## Begin Reading passage

ICI-FROM LANGUAGE TO SILENCE AND BACK
Nathalie Sarraute's writing, both as a representation of a fictional world and as an authorial address to a reader, places enormous emphasis on the act of communication, the anxiety and distress caused by its repeated failure, and the tenacity with which, faced with this failure, human beings constantly attempt anew to establish contact. Yet if this consistent focus seems to manifest a belief in dialogue as the completion of one's own limited point of view on the world by that of another, this impression is contradicted by how both the represented dialogues and the Sarrautean address to the reader actually function. While the response of an independent other is certainly sought, it is sought only in so far as it might ideally (if never in reality) be identical with the addressor's own outlook. Thus the ideal Sarrautean dialogue is one where response would be entirely affirmative, neutralizing its otherness by doubling the speaker's own perspective.

## End Reading passage

What to work on: Name everything the passage on Nathalie Sarraute's writing says that writing places enormous emphasis on.

## Begin Material shown

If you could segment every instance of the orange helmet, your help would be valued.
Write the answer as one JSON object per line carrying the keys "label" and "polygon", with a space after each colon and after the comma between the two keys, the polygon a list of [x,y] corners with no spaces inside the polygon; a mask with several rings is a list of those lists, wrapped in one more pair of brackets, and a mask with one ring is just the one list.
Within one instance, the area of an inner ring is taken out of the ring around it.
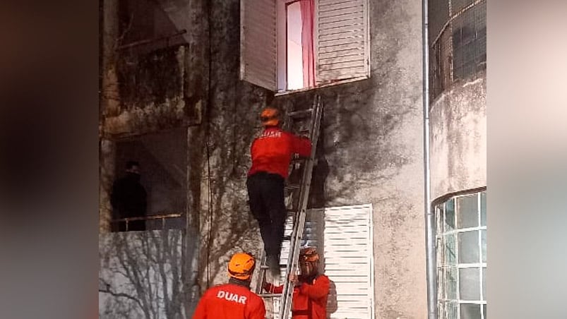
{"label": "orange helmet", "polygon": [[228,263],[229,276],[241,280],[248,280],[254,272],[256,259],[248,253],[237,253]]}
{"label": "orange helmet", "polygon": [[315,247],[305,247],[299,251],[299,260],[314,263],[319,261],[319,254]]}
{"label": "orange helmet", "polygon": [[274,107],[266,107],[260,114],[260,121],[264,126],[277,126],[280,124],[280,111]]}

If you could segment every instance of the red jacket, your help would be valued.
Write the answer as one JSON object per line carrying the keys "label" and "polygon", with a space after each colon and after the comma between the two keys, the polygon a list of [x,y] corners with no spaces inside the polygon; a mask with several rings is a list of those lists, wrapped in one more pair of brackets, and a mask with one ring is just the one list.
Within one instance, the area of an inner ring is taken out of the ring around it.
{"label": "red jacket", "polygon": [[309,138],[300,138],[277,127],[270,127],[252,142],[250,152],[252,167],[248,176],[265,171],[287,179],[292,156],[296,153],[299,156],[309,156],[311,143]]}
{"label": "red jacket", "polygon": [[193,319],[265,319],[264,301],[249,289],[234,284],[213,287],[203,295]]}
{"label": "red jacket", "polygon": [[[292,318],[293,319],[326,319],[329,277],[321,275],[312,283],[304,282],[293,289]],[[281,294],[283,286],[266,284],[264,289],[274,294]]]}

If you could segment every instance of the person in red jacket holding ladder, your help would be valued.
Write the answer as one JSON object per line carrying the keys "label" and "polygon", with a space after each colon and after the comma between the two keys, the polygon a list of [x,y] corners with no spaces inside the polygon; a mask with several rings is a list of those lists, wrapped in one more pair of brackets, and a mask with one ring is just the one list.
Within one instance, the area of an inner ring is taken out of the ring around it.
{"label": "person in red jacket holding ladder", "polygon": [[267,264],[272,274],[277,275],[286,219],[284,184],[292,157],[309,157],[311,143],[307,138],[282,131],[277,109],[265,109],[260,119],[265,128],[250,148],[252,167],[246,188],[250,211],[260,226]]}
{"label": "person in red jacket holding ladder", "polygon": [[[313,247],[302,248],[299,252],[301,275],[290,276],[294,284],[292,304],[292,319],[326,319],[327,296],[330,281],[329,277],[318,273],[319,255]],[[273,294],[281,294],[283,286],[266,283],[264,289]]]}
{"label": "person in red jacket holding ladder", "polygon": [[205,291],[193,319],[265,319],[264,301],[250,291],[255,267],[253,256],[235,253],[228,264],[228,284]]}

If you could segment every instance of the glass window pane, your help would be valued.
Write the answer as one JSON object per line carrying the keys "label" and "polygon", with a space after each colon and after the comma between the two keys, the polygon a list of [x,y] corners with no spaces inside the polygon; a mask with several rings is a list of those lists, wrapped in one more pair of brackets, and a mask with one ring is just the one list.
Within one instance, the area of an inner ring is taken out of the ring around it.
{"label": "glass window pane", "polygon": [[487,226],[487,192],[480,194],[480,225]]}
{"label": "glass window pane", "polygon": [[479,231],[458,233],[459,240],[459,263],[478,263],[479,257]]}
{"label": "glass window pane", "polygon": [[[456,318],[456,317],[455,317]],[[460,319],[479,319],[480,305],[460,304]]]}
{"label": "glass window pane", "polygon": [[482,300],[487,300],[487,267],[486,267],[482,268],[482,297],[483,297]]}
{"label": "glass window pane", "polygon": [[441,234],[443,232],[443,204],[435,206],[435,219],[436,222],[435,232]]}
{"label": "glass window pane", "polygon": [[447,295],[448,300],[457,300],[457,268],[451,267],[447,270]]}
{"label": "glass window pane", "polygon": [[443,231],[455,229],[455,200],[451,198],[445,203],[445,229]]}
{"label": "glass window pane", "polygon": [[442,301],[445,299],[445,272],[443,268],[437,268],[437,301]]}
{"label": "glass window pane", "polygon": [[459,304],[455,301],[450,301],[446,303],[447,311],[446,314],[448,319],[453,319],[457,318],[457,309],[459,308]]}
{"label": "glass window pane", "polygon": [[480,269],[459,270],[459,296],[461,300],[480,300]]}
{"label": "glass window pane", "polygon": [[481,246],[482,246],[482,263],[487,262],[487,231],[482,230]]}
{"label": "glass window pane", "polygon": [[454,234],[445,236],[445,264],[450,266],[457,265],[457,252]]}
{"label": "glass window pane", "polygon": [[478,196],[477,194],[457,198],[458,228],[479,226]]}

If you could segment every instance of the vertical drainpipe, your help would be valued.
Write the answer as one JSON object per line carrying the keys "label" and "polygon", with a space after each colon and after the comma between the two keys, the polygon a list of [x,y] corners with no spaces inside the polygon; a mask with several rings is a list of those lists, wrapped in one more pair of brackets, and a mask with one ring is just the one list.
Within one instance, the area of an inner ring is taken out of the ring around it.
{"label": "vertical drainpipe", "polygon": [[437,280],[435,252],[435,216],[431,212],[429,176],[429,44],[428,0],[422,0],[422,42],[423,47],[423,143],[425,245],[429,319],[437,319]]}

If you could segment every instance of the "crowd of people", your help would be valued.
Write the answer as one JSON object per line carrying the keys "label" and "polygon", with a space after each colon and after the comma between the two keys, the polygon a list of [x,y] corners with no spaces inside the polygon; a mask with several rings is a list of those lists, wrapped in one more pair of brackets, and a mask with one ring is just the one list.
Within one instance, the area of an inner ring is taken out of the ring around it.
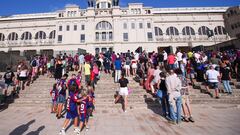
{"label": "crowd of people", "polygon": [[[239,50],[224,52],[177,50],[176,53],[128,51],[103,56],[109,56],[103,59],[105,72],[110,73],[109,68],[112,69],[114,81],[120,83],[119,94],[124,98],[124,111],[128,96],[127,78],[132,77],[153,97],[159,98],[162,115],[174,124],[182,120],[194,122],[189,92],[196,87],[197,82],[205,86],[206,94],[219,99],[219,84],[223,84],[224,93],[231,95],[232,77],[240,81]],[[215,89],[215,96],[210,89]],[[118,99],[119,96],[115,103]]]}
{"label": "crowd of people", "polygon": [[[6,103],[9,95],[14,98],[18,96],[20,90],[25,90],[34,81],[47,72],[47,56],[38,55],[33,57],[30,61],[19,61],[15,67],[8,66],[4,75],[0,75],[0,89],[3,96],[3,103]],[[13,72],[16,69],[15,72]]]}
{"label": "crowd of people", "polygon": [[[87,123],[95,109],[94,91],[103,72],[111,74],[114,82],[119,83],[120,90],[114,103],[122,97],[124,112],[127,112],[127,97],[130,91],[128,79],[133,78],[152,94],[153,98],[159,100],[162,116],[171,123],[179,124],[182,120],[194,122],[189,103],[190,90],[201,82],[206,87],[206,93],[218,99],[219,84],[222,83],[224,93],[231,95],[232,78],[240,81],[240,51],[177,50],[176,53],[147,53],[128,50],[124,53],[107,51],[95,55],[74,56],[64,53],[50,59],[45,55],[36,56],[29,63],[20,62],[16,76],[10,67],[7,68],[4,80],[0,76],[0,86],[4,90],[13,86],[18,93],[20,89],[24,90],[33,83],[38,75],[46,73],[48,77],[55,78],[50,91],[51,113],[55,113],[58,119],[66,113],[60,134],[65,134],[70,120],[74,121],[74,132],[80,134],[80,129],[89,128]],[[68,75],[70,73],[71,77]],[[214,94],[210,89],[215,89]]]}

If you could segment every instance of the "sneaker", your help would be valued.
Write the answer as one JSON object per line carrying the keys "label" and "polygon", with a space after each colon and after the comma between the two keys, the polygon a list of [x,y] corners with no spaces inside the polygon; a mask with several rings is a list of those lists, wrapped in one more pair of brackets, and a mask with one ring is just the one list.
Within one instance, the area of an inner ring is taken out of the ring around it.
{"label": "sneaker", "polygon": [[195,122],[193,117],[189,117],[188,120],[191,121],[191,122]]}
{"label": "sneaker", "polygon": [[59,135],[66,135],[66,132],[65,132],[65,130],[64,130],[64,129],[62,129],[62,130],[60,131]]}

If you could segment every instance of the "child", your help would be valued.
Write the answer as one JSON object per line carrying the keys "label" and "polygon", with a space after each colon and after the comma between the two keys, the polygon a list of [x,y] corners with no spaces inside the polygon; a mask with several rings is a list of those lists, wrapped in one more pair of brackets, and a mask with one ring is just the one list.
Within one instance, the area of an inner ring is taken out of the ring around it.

## End Material shown

Exercise solution:
- The act of communication
- The anxiety and distress caused by the repeated failure of communication
- The tenacity with which, faced with this failure, human beings constantly attempt anew to establish contact